Detection examples:
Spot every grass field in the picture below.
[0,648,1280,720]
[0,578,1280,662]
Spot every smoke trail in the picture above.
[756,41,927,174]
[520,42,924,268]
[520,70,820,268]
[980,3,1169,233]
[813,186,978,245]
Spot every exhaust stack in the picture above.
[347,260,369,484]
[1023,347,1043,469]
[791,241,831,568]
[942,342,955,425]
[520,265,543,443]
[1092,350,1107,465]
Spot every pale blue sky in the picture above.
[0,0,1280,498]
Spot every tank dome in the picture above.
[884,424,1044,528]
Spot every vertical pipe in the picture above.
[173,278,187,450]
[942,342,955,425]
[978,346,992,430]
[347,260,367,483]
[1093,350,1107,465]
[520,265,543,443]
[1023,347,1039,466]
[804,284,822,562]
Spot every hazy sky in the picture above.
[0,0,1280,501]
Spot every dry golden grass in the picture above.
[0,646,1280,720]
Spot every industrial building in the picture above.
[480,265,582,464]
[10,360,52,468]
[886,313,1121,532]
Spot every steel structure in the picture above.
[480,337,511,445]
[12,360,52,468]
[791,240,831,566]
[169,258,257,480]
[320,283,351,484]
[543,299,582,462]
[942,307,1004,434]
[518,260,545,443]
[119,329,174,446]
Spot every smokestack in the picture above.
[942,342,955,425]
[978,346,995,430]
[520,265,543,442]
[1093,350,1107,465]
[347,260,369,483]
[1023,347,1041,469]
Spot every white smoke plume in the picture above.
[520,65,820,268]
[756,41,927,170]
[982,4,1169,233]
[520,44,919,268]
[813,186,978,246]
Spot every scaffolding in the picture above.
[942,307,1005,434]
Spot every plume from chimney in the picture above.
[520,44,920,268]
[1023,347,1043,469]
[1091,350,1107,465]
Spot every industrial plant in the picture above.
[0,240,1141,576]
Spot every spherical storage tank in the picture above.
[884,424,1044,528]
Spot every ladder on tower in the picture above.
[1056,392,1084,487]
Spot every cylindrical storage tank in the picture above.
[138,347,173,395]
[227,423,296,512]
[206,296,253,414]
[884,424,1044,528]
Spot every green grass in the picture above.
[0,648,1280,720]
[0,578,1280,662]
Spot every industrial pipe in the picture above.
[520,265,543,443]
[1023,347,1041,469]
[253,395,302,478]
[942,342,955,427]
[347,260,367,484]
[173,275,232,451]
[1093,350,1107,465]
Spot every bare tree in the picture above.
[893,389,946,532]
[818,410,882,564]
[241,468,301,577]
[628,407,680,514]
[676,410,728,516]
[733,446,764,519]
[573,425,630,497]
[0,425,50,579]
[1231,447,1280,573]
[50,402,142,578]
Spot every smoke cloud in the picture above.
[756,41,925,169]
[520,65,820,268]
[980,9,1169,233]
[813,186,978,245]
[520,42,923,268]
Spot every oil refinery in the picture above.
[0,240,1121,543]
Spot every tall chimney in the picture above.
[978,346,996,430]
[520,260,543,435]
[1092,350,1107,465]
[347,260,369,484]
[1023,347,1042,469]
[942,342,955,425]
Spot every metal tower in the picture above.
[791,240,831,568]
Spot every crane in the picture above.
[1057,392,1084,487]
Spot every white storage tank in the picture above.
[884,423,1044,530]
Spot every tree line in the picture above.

**What the task requires**. Can you reproduce the rows starting at the line containing "Spot every crane in the picture above." and ending at the last row, keeping every text line as it is? Scale each bounding-box coordinate by 1.75 and round to whole numbers, with halves rounded up.

**Solution to this exercise**.
Spot every crane in the picture above.
[1850,686,1897,852]
Spot every white storage tank in the picture above.
[1547,740,1827,928]
Spot every tree line in the picture above.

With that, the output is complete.